── Supplied data

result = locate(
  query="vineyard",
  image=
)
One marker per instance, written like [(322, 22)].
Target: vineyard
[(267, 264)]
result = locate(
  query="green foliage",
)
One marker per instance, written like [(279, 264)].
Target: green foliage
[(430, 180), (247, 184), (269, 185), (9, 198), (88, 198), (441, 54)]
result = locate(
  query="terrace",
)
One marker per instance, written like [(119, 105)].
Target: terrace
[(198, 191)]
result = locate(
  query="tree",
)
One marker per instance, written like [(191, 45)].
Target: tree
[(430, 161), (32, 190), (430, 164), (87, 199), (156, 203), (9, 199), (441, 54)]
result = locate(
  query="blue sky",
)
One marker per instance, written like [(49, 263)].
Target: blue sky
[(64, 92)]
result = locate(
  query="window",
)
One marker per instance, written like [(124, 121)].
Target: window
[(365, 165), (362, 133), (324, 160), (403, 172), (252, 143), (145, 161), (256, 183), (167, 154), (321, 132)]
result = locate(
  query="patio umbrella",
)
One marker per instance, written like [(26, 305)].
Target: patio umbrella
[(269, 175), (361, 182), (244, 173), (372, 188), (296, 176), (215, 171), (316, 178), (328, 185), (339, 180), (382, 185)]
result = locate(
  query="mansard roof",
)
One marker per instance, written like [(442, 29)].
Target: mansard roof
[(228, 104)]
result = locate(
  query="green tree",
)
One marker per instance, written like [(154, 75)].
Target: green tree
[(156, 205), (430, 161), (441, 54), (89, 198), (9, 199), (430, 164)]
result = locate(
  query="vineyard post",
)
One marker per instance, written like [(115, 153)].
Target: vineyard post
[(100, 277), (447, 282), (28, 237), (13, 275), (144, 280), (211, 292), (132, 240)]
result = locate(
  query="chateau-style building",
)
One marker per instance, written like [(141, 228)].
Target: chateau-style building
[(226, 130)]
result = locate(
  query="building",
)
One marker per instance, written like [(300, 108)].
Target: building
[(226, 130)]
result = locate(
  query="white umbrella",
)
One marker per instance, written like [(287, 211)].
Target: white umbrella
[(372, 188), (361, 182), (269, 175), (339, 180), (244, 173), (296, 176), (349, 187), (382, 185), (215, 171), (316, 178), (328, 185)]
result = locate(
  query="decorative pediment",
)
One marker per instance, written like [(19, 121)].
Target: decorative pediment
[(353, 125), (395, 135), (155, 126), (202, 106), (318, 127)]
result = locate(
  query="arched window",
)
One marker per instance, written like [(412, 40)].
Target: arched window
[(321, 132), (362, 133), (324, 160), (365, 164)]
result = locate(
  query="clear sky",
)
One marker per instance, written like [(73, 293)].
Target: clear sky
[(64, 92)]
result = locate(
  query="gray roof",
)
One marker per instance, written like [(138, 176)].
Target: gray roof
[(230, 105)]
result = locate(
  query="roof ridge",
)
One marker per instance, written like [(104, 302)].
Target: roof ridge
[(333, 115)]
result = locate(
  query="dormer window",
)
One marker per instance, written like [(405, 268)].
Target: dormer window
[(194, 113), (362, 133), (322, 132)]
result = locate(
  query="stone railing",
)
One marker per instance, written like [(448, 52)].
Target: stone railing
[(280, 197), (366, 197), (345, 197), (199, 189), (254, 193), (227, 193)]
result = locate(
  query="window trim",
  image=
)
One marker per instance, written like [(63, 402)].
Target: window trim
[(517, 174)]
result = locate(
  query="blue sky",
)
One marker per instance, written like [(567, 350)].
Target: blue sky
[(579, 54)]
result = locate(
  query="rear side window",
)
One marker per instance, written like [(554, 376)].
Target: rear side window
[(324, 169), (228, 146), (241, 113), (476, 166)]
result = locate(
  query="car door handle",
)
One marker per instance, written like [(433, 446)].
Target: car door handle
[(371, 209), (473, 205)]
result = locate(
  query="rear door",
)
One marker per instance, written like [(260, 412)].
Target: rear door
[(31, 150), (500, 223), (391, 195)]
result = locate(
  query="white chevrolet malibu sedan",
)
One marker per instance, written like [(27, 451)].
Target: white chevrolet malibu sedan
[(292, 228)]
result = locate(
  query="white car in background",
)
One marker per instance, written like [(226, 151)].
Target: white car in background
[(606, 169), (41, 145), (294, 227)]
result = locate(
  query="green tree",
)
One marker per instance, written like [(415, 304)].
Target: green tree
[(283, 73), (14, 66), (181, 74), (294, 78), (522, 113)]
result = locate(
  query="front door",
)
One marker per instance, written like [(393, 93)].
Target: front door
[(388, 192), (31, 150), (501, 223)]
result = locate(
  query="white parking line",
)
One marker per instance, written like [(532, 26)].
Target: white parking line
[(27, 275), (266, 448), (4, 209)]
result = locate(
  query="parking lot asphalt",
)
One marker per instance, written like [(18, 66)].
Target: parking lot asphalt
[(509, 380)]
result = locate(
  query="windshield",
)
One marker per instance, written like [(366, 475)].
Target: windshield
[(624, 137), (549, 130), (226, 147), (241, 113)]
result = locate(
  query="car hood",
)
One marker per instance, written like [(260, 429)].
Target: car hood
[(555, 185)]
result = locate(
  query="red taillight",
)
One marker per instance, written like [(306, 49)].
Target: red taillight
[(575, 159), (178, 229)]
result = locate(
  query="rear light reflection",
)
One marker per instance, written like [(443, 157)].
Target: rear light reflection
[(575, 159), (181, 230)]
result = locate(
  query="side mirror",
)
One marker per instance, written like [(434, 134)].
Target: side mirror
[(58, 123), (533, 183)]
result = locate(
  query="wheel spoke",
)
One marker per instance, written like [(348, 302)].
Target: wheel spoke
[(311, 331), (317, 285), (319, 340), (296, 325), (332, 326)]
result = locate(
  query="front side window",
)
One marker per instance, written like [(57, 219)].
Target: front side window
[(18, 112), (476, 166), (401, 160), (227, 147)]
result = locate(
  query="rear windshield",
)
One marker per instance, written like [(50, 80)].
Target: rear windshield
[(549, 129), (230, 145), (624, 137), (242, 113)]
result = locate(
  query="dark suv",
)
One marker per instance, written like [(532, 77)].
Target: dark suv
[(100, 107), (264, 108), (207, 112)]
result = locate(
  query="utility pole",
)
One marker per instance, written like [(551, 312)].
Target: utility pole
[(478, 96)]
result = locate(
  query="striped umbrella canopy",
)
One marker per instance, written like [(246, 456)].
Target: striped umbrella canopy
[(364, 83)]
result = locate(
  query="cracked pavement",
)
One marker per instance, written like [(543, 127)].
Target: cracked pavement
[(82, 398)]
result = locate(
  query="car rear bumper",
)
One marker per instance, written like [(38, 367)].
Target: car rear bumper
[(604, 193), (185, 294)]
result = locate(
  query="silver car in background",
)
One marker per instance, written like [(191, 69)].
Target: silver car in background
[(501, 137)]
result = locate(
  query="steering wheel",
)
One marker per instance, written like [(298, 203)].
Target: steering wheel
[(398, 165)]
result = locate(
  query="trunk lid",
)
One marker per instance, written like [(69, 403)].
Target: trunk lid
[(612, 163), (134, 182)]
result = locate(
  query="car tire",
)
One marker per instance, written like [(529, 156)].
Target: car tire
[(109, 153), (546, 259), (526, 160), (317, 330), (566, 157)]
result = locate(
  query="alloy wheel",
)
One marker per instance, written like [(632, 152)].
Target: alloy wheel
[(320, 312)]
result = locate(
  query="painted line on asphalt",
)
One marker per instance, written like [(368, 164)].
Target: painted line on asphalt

────

Reproduce the records above, swapping each occurrence of "One marker per instance" for "A single point per instance" and leaving every other character unchanged.

Correct result –
result = locate(
  query="vineyard",
  image=
)
A single point per instance, written like [(322, 22)].
Target: vineyard
[(267, 264)]
result = locate(
  query="green foliage",
)
A single point per instance, written like [(279, 264)].
Target: green foliage
[(430, 180), (247, 184), (269, 185), (9, 198), (88, 198), (441, 54)]
result = locate(
  query="terrace",
)
A single point per instance, written like [(119, 105)].
Target: terrace
[(198, 191)]
result = locate(
  query="tree",
)
A single point per instance, written like [(191, 45)].
Target: tree
[(430, 161), (32, 190), (430, 164), (87, 199), (156, 203), (9, 199), (441, 54)]
result = locate(
  query="blue sky",
)
A single point per instance, written like [(49, 263)].
Target: blue sky
[(64, 92)]
result = locate(
  query="window",
)
A single point per instance, written like [(124, 121)].
Target: window
[(365, 165), (362, 133), (324, 160), (403, 172), (252, 143), (145, 161), (256, 183), (167, 154), (321, 132)]
result = locate(
  query="patio umbrella",
)
A single point per instance, written like [(26, 305)].
Target: patio umbrella
[(269, 175), (361, 182), (244, 173), (372, 188), (296, 176), (215, 171), (316, 178), (328, 185), (339, 180), (382, 185)]
result = locate(
  query="mansard roof",
)
A single point per instance, written like [(442, 29)].
Target: mansard roof
[(228, 104)]
result = locate(
  query="green tree",
)
A single point per instance, written like [(154, 75)].
Target: green tree
[(156, 205), (430, 161), (441, 54), (89, 198), (9, 199), (430, 164)]
result = locate(
  query="vineyard post",
)
A single point per instance, written like [(115, 153)].
Target: vineyard post
[(100, 277), (447, 282), (28, 237), (13, 275), (144, 280), (211, 292), (132, 240)]
result = locate(
  query="chateau-style building",
)
A single point per instance, written like [(141, 228)].
Target: chateau-style building
[(226, 130)]
result = locate(
  query="building",
)
A single point per instance, written like [(300, 108)].
Target: building
[(226, 130)]
result = locate(
  query="white umbrella",
)
A single point per instance, written like [(287, 211)].
Target: white umbrella
[(372, 188), (361, 182), (269, 175), (339, 180), (244, 173), (296, 176), (349, 187), (382, 185), (215, 171), (316, 178), (328, 185)]
result = locate(
  query="decorative pediment",
)
A single point per instance, written like [(19, 121)].
Target: decorative pediment
[(353, 125), (395, 135), (155, 126), (202, 106), (318, 127)]
result = locate(
  query="arched window",
)
A single point per instance, written like [(412, 40)].
Target: arched window
[(321, 132), (362, 133), (324, 160), (365, 164)]
result = locate(
  query="clear sky",
)
A single point per instance, written like [(73, 293)].
Target: clear sky
[(64, 92)]
result = locate(
  query="gray roof",
)
A single point per instance, written like [(138, 176)].
Target: gray roof
[(230, 105)]
result = locate(
  query="roof ridge",
)
A single point per instance, written like [(104, 302)].
Target: roof ridge
[(333, 115)]
result = locate(
  query="dormer window",
)
A single point per instance, written like [(405, 268)].
Target: dormer window
[(194, 113), (362, 133), (322, 132)]
result = locate(
  query="stone railing",
)
A single point per instance, written like [(448, 52)].
Target: stone railing
[(280, 197), (366, 197), (345, 197), (199, 189), (254, 193), (227, 193)]
result = locate(
  query="window trim",
  image=
)
A single point per instance, written like [(63, 402)].
Target: window trim
[(517, 174)]
result = locate(
  query="blue sky",
)
A single point per instance, written like [(567, 350)].
Target: blue sky
[(579, 54)]
result = locate(
  query="rear side window",
)
A single point per instance, written like [(554, 376)].
Target: rear side window
[(324, 169), (228, 146), (241, 113), (476, 166)]
result = locate(
  query="car door handle",
)
A single point per instance, written like [(433, 446)].
Target: car door handle
[(371, 209), (473, 205)]
result = locate(
  query="rear door",
)
A single point per instance, written like [(260, 412)].
Target: rear door
[(31, 150), (500, 223), (391, 195)]
result = locate(
  query="white chevrolet malibu sedan",
)
A single point per instance, written like [(27, 451)].
Target: white chevrolet malibu sedan
[(292, 228)]
result = locate(
  query="white car in background",
)
A single point per instance, written like [(226, 151)].
Target: white car in background
[(606, 169), (41, 145), (294, 227)]
result = locate(
  query="green tree",
)
A single point per instance, written like [(415, 304)].
Target: green tree
[(283, 73), (14, 66), (181, 74), (294, 78), (522, 113)]
result = locate(
  query="front door",
)
A single point per instance, written like [(393, 93)].
Target: front door
[(388, 192), (31, 150), (501, 223)]
result = locate(
  query="white parking line",
)
A single point per instance, written like [(532, 26)].
Target: white parking line
[(27, 275), (266, 448), (4, 209)]
result = locate(
  query="parking lot asphalt",
)
A single point per instance, written like [(18, 66)].
Target: parking lot asphalt
[(509, 380)]
result = locate(
  query="windshield",
)
A single point per instance, written like [(366, 475)].
Target: windshield
[(624, 137), (549, 130), (226, 147), (241, 113)]
result = locate(
  query="car hood",
)
A single point per instance, written like [(260, 429)].
Target: car hood
[(555, 185)]
result = locate(
  query="red taillight",
)
A single point per instance, written like [(306, 49)].
Target: red taillight
[(575, 159), (178, 229)]
result = locate(
  query="rear light reflection",
)
A single point per instance, written like [(443, 157)].
Target: rear light reflection
[(575, 159), (181, 230)]
result = locate(
  query="side mirror",
)
A single point per instance, written like [(434, 134)].
Target: side mirror
[(58, 123), (533, 183)]
result = locate(
  query="wheel spoke",
)
A single point per instance, written like [(348, 302)].
Target: wheel spoke
[(311, 331), (317, 285), (319, 340), (296, 325), (332, 326)]
result = locate(
  query="front side window",
)
A single point per instance, written like [(57, 219)].
Target: front side window
[(18, 112), (476, 166), (401, 160), (227, 147)]
result = locate(
  query="rear windshield",
)
A single point per instance, written like [(50, 80)].
Target: rear windshield
[(549, 129), (230, 145), (624, 137), (242, 113)]
result = locate(
  query="dark suv",
)
A single point per instance, written like [(532, 77)].
Target: dark suv
[(100, 107), (264, 108), (207, 112)]
result = locate(
  query="utility pole",
)
A single point per instance, written like [(551, 312)].
Target: utility pole
[(478, 96)]
result = locate(
  query="striped umbrella canopy",
)
A single point per instance, written like [(246, 456)].
Target: striped umbrella canopy
[(364, 83)]
result = locate(
  query="cracked pavement",
)
A single point per instance, written like [(543, 127)].
Target: cracked pavement
[(82, 398)]
result = locate(
  query="car rear bumper",
)
A single point per instance, written like [(38, 367)].
Target: car rear bumper
[(604, 193), (185, 294)]
result = locate(
  query="silver car in background",
)
A single point per instance, written like [(191, 69)].
Target: silver car in background
[(501, 137)]
result = locate(
  query="steering wheel",
)
A single point per instance, written like [(298, 203)].
Target: steering wheel
[(398, 165)]
result = locate(
  query="trunk lid",
)
A single point per instance, written like [(69, 403)].
Target: trunk lid
[(612, 163), (134, 182)]
result = locate(
  query="car tire",
)
A single point per instance, written like [(529, 156)].
Target: car tire
[(109, 153), (546, 259), (526, 160), (317, 330), (566, 157)]
result = locate(
  query="alloy wheel",
)
A single point per instance, written like [(632, 152)].
Target: alloy wheel
[(320, 312)]
result = locate(
  query="painted line on asphalt",
)
A single point per instance, written like [(368, 164)].
Target: painted line on asphalt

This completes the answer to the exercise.